- Work item
Return every line of the data below that includes the string "negative".

- Material provided
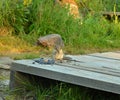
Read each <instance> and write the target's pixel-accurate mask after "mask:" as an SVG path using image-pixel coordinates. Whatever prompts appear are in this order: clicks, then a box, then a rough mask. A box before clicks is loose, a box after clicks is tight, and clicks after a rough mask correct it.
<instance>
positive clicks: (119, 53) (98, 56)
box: [89, 52, 120, 60]
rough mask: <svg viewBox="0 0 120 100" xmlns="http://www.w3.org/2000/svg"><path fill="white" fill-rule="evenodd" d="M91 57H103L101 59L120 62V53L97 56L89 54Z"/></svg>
mask: <svg viewBox="0 0 120 100" xmlns="http://www.w3.org/2000/svg"><path fill="white" fill-rule="evenodd" d="M89 55H90V56H96V57H101V58H108V59H115V60H120V53H119V52H105V53H95V54H89Z"/></svg>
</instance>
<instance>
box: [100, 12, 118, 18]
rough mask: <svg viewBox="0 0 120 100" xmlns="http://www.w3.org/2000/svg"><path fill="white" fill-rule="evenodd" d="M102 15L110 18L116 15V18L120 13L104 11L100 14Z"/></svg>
mask: <svg viewBox="0 0 120 100" xmlns="http://www.w3.org/2000/svg"><path fill="white" fill-rule="evenodd" d="M101 13H102V15H104V16H106V15H107V16H108V15H109V16H111V17H113V16H114V15H117V16H120V12H106V11H103V12H101Z"/></svg>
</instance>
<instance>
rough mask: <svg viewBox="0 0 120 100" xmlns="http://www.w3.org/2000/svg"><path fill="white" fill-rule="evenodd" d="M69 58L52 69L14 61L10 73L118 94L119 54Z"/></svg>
mask: <svg viewBox="0 0 120 100" xmlns="http://www.w3.org/2000/svg"><path fill="white" fill-rule="evenodd" d="M68 56H69V57H71V58H72V60H71V61H67V62H63V63H57V62H56V64H53V65H45V64H38V63H34V64H33V62H34V61H33V60H16V61H14V62H13V63H12V67H11V70H13V71H19V72H23V73H28V74H33V75H37V76H41V77H45V78H49V79H54V80H59V81H63V82H68V83H72V84H76V85H81V86H86V87H90V88H95V89H99V90H104V91H109V92H113V93H117V94H120V58H119V57H120V52H108V53H95V54H89V55H79V56H78V55H77V56H75V55H74V56H73V55H68Z"/></svg>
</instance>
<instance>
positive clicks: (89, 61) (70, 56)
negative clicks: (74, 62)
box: [69, 55, 120, 70]
mask: <svg viewBox="0 0 120 100" xmlns="http://www.w3.org/2000/svg"><path fill="white" fill-rule="evenodd" d="M69 57H71V58H73V60H76V61H77V62H78V61H80V62H79V64H80V65H87V66H89V67H94V68H108V69H113V70H120V61H119V60H115V59H106V58H101V57H96V56H88V55H83V56H70V55H69ZM77 62H75V63H77ZM77 64H78V63H77Z"/></svg>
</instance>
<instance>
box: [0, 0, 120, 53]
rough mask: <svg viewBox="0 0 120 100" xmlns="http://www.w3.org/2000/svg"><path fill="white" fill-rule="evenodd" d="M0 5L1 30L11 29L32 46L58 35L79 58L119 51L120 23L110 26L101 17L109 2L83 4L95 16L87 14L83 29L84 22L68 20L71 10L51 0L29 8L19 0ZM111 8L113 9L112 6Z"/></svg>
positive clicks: (7, 1)
mask: <svg viewBox="0 0 120 100" xmlns="http://www.w3.org/2000/svg"><path fill="white" fill-rule="evenodd" d="M0 2H1V3H0V10H1V12H0V13H1V14H0V19H1V20H0V21H1V23H0V24H1V26H10V27H12V28H13V31H12V33H13V34H15V35H19V37H20V38H21V39H22V40H24V41H27V42H28V43H30V44H35V42H36V40H37V38H38V37H39V36H42V35H47V34H51V33H58V34H60V35H61V36H62V38H63V40H64V42H65V51H66V52H67V53H74V54H75V53H77V54H78V53H87V52H98V51H108V50H112V49H119V48H120V46H119V43H120V39H119V35H120V32H119V22H118V23H117V24H115V23H113V22H109V21H107V20H106V19H105V18H104V17H103V16H101V14H100V13H99V12H100V11H102V10H104V9H110V8H109V7H108V5H107V4H109V3H110V2H108V1H101V0H96V1H95V0H92V1H86V0H83V2H84V3H85V4H86V6H87V7H88V8H90V10H91V11H93V12H92V13H90V12H88V13H87V14H86V16H84V17H83V19H82V23H83V24H82V25H81V24H80V23H81V19H79V20H77V19H74V18H73V16H72V15H69V16H68V9H67V8H65V7H63V6H60V5H59V4H55V3H54V2H53V1H52V0H47V1H46V0H32V2H31V3H28V4H27V5H26V4H24V2H22V1H21V2H20V1H16V0H12V1H11V0H2V1H0ZM105 2H106V3H105ZM97 5H98V6H97ZM105 5H106V6H105ZM109 6H110V5H109ZM107 7H108V8H107ZM111 7H112V9H113V6H111ZM116 8H117V9H118V8H119V5H117V6H116ZM80 16H82V13H81V14H80Z"/></svg>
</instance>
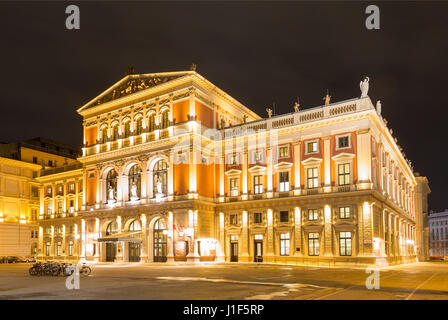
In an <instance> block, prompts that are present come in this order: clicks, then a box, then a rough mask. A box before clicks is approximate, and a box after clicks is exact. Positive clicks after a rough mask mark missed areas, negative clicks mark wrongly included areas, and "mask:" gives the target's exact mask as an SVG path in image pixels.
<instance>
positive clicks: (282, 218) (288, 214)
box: [280, 211, 289, 222]
mask: <svg viewBox="0 0 448 320" xmlns="http://www.w3.org/2000/svg"><path fill="white" fill-rule="evenodd" d="M280 222H289V212H288V211H280Z"/></svg>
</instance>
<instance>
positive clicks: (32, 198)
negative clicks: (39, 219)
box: [0, 138, 80, 257]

- Answer for the task
negative clicks: (74, 62)
In an <instance> block, prompts that are present come in this order: clicks, then a box, then a rough mask. A box before clicks is approximate, and a box after clicks is exact. Positive clicks after a rough mask mark missed areas, negative clicks mark wrongly included areas, and "mask:" gives the target's exact mask as an SVG path in image pixels.
negative clicks: (39, 219)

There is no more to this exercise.